PROVIDED DATA:
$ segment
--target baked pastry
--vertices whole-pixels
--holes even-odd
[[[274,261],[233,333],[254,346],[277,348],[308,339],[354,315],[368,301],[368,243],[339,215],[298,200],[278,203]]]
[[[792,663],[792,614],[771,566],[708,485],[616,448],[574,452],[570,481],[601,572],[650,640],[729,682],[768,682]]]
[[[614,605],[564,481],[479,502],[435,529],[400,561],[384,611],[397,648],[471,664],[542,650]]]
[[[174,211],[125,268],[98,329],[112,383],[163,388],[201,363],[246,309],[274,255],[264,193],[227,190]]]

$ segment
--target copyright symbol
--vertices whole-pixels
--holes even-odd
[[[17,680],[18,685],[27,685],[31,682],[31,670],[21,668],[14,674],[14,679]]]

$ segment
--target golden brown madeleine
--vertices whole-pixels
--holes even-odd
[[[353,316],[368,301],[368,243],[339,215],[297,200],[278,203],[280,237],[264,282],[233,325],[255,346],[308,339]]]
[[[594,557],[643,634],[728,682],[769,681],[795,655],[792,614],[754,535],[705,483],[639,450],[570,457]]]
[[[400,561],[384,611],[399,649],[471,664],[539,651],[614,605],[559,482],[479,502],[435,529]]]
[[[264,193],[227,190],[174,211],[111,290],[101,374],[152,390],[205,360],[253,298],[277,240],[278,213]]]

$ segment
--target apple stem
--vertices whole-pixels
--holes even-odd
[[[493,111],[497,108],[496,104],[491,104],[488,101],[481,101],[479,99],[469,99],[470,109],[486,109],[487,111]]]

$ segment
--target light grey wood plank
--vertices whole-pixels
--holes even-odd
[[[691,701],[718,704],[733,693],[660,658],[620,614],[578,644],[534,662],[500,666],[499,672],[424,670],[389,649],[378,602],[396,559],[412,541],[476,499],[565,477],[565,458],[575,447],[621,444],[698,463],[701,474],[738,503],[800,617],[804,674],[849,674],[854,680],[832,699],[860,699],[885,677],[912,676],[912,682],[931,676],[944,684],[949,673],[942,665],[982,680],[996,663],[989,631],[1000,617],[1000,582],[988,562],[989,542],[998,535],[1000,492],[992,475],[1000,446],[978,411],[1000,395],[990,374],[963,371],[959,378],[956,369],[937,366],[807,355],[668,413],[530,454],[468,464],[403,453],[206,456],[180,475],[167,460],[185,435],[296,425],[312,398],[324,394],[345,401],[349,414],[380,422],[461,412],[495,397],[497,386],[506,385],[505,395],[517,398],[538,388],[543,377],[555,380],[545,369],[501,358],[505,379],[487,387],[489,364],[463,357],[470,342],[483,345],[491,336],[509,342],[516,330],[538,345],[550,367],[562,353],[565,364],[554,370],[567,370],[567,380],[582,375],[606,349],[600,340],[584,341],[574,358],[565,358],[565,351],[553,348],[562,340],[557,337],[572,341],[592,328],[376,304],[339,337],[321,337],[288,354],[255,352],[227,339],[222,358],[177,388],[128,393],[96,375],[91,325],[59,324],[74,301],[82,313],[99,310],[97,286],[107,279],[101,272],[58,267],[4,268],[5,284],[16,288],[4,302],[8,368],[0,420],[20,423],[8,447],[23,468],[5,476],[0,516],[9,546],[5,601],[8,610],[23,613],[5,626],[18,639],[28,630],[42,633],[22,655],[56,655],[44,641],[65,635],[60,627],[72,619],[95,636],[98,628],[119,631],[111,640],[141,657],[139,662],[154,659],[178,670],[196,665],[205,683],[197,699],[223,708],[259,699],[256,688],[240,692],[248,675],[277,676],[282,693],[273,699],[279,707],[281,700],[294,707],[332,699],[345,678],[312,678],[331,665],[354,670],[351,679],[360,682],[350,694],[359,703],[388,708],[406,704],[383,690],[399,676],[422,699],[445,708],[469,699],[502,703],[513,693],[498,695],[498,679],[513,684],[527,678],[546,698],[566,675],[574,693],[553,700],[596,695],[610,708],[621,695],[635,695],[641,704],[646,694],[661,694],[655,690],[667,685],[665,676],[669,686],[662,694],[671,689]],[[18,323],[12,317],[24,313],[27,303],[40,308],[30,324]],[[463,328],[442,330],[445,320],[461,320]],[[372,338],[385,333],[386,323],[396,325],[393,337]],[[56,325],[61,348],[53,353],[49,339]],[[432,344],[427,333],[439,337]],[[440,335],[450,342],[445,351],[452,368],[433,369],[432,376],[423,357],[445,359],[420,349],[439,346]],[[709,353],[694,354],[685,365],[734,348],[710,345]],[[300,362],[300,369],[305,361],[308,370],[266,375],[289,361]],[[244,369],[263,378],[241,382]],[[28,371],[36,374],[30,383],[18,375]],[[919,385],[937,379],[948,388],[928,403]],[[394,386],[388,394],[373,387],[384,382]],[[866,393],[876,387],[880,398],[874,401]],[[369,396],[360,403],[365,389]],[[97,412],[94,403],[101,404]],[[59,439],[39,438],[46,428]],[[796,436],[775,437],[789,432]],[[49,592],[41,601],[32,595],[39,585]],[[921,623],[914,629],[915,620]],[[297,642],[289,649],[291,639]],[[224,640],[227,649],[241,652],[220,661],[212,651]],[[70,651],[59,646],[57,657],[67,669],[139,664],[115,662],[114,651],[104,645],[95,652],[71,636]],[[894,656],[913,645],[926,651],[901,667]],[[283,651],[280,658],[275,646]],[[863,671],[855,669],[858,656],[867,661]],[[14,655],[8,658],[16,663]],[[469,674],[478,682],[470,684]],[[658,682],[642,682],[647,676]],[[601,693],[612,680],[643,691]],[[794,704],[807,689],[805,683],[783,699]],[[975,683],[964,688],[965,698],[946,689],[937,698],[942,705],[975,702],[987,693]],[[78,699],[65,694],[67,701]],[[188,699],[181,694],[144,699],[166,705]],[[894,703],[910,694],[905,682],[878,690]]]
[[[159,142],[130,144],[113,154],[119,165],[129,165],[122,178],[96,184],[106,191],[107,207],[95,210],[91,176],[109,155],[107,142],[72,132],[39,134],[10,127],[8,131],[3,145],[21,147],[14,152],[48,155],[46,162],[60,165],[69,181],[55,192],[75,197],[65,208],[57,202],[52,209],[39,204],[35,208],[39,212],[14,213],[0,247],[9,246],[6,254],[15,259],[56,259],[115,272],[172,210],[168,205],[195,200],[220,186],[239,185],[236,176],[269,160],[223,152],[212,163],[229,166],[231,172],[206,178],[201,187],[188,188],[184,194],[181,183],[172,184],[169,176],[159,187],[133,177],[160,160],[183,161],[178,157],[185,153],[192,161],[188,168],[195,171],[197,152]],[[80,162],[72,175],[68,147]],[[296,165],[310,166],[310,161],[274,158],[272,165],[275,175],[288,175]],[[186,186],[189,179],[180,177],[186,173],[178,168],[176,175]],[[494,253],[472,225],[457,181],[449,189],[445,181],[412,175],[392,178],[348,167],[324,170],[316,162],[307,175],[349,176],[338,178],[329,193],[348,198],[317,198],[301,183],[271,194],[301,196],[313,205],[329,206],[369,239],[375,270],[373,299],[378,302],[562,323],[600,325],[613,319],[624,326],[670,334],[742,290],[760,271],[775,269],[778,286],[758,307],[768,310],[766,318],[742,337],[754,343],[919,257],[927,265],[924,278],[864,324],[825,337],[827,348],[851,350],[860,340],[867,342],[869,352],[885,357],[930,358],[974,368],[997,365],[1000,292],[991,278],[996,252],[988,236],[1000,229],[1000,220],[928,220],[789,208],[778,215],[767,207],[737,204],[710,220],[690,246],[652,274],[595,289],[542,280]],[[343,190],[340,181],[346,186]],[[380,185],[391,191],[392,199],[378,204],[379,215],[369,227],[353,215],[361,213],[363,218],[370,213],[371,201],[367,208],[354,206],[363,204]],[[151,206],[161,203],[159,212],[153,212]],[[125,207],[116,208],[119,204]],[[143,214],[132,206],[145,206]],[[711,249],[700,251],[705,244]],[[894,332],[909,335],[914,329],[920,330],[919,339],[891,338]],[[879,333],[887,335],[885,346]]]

==

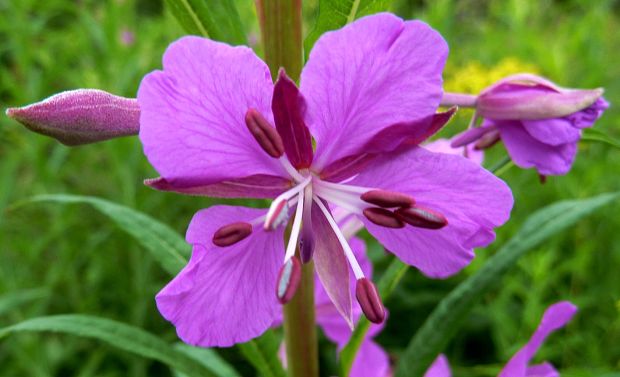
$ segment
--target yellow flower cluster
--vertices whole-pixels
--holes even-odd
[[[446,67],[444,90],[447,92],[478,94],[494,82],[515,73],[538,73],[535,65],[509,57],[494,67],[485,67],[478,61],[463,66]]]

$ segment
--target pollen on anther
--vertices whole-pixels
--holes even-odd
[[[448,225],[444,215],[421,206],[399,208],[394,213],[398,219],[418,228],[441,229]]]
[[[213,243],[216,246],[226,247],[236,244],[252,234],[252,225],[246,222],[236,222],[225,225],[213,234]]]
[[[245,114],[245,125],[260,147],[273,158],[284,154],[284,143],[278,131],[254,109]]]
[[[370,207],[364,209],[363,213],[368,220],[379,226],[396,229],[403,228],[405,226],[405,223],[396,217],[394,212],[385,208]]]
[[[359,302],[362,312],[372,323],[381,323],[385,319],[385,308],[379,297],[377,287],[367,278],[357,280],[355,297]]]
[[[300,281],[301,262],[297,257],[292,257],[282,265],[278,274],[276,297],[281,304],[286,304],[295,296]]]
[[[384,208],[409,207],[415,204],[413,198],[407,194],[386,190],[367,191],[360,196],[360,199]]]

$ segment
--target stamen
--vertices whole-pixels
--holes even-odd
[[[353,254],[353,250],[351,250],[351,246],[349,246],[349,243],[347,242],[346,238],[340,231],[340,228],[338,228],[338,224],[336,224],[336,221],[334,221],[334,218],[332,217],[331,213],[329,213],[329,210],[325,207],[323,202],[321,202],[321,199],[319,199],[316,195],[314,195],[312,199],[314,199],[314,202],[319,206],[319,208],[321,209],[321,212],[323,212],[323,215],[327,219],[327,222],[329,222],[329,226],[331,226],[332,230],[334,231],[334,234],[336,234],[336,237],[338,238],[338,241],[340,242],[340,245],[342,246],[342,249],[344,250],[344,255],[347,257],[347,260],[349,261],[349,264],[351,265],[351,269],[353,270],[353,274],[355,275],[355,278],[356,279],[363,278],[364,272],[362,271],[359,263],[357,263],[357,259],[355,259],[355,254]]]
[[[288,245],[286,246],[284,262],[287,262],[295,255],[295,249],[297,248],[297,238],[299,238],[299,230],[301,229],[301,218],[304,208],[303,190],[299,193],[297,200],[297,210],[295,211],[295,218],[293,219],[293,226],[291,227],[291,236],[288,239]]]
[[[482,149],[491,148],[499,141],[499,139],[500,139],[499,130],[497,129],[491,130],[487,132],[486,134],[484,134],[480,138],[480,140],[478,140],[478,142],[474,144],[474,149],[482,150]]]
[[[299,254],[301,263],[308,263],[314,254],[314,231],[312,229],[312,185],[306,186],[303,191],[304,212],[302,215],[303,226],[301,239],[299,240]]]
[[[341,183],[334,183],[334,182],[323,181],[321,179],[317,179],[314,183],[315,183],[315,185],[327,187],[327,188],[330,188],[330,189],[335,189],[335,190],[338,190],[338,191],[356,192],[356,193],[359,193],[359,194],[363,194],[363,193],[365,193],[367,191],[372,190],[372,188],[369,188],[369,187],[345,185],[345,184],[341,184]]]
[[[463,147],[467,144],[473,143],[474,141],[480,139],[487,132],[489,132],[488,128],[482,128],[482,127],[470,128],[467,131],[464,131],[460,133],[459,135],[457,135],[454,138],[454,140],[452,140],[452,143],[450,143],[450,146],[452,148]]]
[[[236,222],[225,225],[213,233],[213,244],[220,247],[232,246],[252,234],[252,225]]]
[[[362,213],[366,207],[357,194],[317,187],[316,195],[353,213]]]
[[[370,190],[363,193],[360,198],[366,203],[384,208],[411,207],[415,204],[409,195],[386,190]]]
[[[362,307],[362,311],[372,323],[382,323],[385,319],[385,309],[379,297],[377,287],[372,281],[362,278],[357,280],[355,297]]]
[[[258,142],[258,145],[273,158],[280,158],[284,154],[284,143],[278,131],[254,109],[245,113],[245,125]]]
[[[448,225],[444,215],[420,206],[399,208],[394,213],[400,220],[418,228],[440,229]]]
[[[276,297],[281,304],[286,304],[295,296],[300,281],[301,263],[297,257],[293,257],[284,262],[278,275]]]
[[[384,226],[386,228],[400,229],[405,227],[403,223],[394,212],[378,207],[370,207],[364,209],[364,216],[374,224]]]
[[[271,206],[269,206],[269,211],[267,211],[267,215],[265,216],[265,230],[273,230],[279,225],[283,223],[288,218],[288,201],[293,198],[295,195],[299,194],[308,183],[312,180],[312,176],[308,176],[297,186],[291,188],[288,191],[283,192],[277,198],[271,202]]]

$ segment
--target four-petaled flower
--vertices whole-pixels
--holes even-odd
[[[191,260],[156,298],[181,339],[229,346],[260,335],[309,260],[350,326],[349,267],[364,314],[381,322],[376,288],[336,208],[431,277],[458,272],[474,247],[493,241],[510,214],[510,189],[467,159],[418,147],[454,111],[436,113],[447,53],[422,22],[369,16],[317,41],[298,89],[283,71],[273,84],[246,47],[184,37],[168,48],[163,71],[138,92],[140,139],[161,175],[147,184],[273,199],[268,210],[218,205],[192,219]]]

==

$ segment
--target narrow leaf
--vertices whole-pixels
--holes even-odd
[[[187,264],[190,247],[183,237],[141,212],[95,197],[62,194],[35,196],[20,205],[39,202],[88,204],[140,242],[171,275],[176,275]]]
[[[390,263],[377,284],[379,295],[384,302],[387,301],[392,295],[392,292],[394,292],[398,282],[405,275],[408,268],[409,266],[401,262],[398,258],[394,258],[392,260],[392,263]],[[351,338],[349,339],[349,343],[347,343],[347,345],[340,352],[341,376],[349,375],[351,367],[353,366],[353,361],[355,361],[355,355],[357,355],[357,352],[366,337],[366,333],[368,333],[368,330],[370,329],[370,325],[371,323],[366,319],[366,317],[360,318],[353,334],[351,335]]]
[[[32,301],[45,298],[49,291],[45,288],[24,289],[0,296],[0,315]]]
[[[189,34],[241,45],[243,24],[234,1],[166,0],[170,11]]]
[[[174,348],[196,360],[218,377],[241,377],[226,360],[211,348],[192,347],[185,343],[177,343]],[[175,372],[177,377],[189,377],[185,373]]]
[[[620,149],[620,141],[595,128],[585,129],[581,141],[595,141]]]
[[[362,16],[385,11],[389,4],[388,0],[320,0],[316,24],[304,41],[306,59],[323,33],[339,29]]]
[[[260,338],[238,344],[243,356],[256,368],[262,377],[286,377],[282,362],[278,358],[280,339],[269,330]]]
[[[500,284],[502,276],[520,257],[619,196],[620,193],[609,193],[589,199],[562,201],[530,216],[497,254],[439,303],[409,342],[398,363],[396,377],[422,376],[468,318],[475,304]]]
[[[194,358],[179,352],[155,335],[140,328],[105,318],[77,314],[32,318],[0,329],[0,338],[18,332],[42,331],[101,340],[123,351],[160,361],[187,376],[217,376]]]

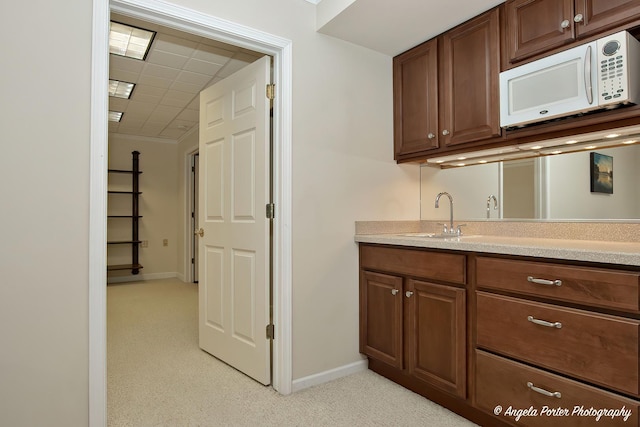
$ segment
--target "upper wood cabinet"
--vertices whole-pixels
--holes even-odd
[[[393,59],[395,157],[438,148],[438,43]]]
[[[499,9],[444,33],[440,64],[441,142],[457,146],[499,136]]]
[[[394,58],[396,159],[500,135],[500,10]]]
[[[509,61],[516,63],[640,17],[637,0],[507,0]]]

AIM OF THE TASK:
Please give the number of lines in the entries that contain the word "wood", and nothing besides it.

COMPLETED TASK:
2